══ Text
Add support for another cross-assembler

fadden commented 6 years ago

The question is: which one? Nearly all of my experience is in the Apple II world, so I don't have a sense for what's standard on other platforms.

The cc65 assembler can generate code for just about anything, but is light on target-specific constructs.

Merlin 32 is aimed at the Apple II, and has built-in support for things like high ASCII strings and OMF generation.

http://6502.org/tools/asm/ lists 23 assemblers and doesn't mention some of those that I'm familiar with (e.g. 64tass and Merlin 32), so there's a lot out there. The question is, which ones are actively used? Is there a "standard" cross-assembler for C64, Atari 2600, etc.?

qwertymodo commented 6 years ago

What would be really nice is if there could be an easy-to-use interface for adding new assemblers. Or (since I know that's a pretty tall order), at least some documentation and guidance on how to go about it within the code. Once banking support gets added, I could see this tool being incredibly useful in my SNES ROM hacking workflow, and it would be really nice to be able to cross-assemble to xkas or bass. Toward that end, I'd be more than happy to take a shot at adding support for them myself, but I have no idea where to even begin.
════
══ Task inputs
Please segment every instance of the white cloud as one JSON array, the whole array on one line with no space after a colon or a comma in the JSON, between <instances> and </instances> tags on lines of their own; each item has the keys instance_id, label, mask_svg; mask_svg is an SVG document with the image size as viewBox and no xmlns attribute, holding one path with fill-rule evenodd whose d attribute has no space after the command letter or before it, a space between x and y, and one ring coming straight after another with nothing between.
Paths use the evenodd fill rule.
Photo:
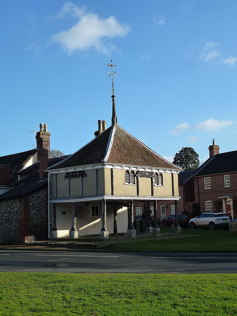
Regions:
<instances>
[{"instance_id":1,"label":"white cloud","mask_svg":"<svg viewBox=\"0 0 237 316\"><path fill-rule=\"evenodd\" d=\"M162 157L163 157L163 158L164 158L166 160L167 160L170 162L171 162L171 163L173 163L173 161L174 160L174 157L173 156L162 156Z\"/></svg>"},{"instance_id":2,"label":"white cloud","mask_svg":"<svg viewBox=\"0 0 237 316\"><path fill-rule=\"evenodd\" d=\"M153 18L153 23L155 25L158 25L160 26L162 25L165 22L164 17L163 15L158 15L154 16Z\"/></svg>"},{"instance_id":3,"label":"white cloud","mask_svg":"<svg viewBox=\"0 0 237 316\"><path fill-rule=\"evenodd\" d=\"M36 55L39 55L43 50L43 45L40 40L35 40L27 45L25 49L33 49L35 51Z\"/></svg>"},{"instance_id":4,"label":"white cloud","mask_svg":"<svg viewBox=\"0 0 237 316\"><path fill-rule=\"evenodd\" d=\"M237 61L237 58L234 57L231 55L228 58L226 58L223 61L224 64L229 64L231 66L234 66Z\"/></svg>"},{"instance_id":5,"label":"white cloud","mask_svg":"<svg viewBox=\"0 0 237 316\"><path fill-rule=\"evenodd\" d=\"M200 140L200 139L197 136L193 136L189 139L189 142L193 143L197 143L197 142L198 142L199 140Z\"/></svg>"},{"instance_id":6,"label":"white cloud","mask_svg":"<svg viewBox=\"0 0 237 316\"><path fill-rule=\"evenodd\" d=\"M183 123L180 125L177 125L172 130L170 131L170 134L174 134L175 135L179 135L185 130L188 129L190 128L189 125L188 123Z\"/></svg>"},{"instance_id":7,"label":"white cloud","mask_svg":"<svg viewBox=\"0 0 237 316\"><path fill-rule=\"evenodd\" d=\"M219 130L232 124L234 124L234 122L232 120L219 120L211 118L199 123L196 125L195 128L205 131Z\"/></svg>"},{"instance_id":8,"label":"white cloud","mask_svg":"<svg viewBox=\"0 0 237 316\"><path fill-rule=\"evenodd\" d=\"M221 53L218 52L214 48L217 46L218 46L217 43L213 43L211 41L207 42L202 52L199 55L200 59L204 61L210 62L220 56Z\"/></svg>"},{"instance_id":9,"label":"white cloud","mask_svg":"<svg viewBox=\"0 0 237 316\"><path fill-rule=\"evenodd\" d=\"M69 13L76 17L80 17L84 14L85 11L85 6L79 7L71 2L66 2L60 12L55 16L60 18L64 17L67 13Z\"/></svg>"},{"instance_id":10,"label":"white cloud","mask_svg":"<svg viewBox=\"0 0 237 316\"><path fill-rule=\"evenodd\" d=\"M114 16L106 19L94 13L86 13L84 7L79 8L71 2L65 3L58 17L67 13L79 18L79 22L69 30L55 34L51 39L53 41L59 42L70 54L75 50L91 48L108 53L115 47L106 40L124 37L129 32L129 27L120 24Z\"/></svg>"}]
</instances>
════
══ Task inputs
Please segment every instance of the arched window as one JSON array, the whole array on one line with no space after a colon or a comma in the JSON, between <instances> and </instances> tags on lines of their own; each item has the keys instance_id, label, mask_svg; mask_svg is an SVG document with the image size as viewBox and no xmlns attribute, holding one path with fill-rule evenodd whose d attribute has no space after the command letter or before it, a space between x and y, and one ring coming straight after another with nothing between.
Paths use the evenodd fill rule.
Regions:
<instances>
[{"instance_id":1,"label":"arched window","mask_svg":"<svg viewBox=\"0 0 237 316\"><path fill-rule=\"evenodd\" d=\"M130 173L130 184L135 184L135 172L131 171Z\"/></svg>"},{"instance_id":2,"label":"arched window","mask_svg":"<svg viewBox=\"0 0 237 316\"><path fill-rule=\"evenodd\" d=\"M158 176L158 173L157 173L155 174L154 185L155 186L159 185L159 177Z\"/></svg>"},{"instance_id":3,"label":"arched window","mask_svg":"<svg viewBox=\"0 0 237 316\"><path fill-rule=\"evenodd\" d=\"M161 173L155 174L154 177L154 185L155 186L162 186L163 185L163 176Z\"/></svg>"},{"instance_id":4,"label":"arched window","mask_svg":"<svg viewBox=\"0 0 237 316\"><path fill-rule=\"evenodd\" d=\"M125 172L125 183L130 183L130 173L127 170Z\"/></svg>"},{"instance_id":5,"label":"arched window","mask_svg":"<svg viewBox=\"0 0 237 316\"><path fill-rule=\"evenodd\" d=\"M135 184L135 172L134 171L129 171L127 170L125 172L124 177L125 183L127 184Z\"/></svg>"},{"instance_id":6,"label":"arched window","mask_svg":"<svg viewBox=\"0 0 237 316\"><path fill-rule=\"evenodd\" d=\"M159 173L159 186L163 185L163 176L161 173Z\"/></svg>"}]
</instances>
════
══ Task inputs
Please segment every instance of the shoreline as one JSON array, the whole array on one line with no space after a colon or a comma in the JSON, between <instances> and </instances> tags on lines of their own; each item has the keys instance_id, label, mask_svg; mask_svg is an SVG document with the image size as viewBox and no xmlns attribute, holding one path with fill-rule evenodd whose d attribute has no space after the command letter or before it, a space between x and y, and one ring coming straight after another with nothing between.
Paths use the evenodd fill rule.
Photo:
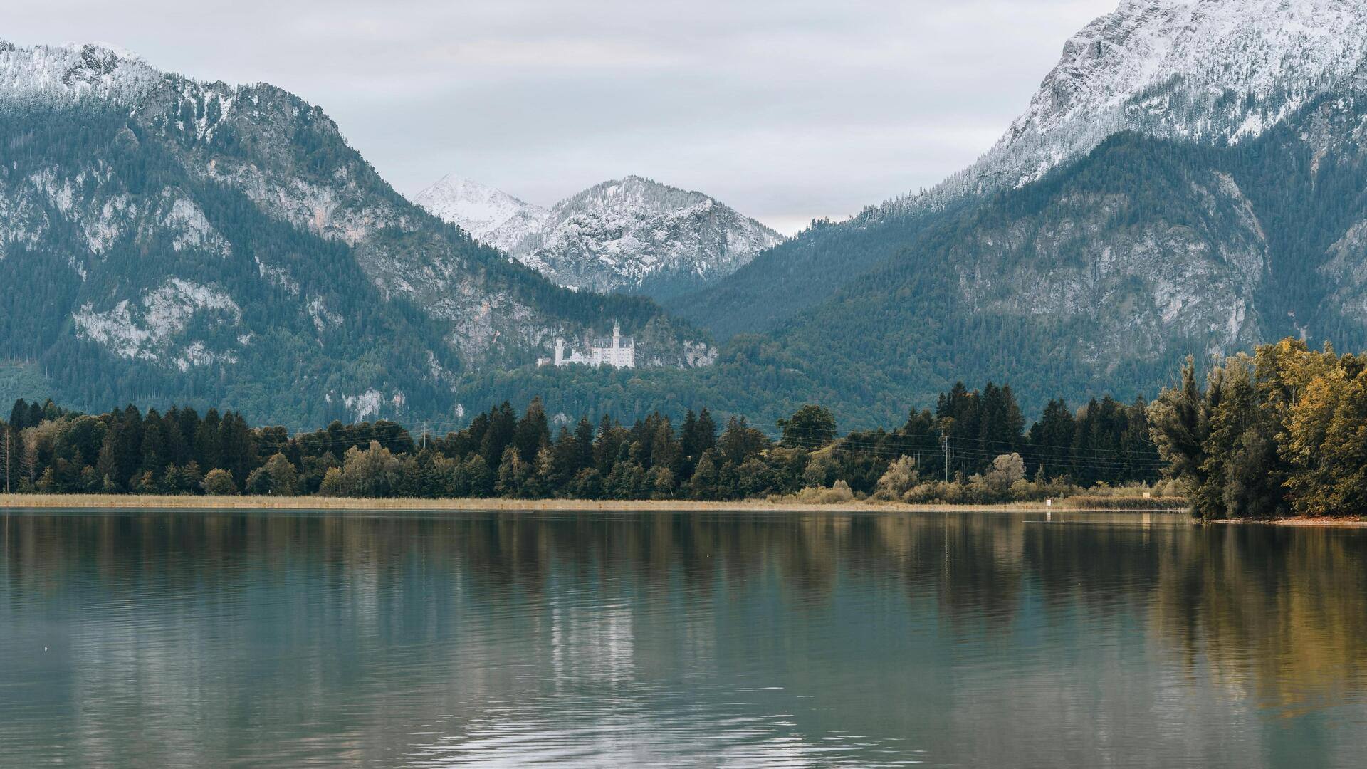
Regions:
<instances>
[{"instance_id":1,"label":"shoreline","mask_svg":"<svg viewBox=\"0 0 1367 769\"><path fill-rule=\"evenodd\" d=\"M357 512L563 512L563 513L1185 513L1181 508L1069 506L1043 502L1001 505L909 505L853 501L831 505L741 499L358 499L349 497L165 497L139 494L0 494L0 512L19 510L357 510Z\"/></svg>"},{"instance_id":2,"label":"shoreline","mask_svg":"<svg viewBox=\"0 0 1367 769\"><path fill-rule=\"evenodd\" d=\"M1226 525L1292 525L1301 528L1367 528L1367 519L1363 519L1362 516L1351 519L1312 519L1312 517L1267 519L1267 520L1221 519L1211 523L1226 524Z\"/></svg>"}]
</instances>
════
Written tasks:
1 – List every assembler named in the thread about cross-assembler support.
2 – How many lines of the records contain the string "image"? Case counts.
The thread and the records are unrelated to each other.

Results for the exercise:
1 – cc65, Merlin 32, 64tass, xkas, bass

2 – 3